Stored items from a collection:
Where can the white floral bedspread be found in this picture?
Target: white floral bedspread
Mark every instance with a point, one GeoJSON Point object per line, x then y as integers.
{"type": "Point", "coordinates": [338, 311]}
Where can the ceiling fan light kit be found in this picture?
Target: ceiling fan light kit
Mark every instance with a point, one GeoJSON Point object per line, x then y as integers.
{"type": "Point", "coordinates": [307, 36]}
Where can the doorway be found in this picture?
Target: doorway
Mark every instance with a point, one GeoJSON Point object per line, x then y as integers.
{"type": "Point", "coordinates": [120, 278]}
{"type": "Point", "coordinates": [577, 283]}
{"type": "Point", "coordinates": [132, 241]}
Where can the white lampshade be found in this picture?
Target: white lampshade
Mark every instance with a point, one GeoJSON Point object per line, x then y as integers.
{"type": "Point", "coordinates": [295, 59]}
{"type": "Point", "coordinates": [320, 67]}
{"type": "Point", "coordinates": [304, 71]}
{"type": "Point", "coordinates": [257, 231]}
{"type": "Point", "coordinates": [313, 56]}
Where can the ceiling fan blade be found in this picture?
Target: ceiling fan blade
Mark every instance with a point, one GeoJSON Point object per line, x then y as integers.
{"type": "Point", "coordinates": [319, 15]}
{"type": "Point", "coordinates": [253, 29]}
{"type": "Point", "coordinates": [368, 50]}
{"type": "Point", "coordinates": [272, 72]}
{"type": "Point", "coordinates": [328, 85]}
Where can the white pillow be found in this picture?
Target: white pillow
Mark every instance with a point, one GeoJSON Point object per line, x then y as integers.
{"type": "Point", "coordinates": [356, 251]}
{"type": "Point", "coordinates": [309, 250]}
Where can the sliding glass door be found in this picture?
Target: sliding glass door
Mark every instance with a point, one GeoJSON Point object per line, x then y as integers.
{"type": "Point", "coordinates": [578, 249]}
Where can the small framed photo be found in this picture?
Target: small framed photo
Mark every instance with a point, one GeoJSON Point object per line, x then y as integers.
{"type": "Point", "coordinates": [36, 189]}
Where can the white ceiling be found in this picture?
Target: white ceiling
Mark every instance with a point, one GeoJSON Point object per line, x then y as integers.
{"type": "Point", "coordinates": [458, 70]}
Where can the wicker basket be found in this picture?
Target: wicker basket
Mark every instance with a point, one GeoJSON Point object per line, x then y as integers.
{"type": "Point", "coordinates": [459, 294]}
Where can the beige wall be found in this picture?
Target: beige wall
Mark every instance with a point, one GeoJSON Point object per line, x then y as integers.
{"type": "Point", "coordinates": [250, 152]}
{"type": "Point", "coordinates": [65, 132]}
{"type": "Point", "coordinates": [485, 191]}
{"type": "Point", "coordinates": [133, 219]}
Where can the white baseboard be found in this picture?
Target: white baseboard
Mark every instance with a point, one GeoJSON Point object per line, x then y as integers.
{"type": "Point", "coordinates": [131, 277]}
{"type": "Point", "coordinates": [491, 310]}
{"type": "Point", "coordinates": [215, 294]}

Stated exercise: Reproduce each line of the material above precisely.

Completed task:
Where can the white floral bedspread be found in this picture?
Target: white floral bedspread
Mark every instance with a point, one GeoJSON Point object per line, x then y as integers.
{"type": "Point", "coordinates": [338, 311]}
Where can the ceiling fan light kit be found in this picture?
Target: ceiling fan light kit
Mark every instance with a point, one GeoJSON Point object per line, x then y as integers.
{"type": "Point", "coordinates": [307, 36]}
Where can the doorway be found in this picture?
Target: doorway
Mark every instance with a point, one GeoJSON Point object per line, x then y as integers.
{"type": "Point", "coordinates": [120, 278]}
{"type": "Point", "coordinates": [577, 283]}
{"type": "Point", "coordinates": [132, 241]}
Where can the white lampshade be found in this picture?
Target: white lampshade
Mark every instance with a point, one GeoJSON Point object per line, x then y as integers.
{"type": "Point", "coordinates": [295, 59]}
{"type": "Point", "coordinates": [320, 67]}
{"type": "Point", "coordinates": [304, 71]}
{"type": "Point", "coordinates": [257, 231]}
{"type": "Point", "coordinates": [313, 56]}
Where can the ceiling fan blade be found in this picture?
Target: ceiling fan blade
Mark every instance with a point, one GeoJSON Point object per line, x then y as integers.
{"type": "Point", "coordinates": [319, 15]}
{"type": "Point", "coordinates": [253, 29]}
{"type": "Point", "coordinates": [368, 50]}
{"type": "Point", "coordinates": [272, 72]}
{"type": "Point", "coordinates": [328, 85]}
Where can the white pillow be found in this picture?
Target: white pillow
Mark every instance with a point, one GeoJSON Point object per line, x then y as integers.
{"type": "Point", "coordinates": [356, 251]}
{"type": "Point", "coordinates": [309, 250]}
Where can the sliding glass door be found in this picture?
Target: sliding glass door
Mark every instance with a point, one GeoJSON Point object per line, x then y as integers.
{"type": "Point", "coordinates": [578, 249]}
Where can the small framed photo be found in this picture?
Target: small framed photo
Mark every instance with a point, one GeoJSON Point object per line, x then y as integers.
{"type": "Point", "coordinates": [36, 189]}
Where can the white ceiling be found in this picture?
Target: white ceiling
Mark every instance with a point, one GeoJSON Point object per line, x then y as integers.
{"type": "Point", "coordinates": [458, 70]}
Where can the wicker basket be found in this picture?
Target: wicker basket
Mark every instance with a point, one GeoJSON Point object per line, x then y as integers.
{"type": "Point", "coordinates": [459, 294]}
Where can the beige wall be found in this picture?
Target: beige wall
Mark every instance with a point, one GeoJSON Point object per line, x then y as integers.
{"type": "Point", "coordinates": [250, 152]}
{"type": "Point", "coordinates": [65, 132]}
{"type": "Point", "coordinates": [485, 191]}
{"type": "Point", "coordinates": [133, 219]}
Where can the white baseboard be found in this picture?
Target: white baseboard
Mark every instance with a point, one GeoJSON Point object per line, x then y as integers.
{"type": "Point", "coordinates": [131, 277]}
{"type": "Point", "coordinates": [491, 310]}
{"type": "Point", "coordinates": [215, 294]}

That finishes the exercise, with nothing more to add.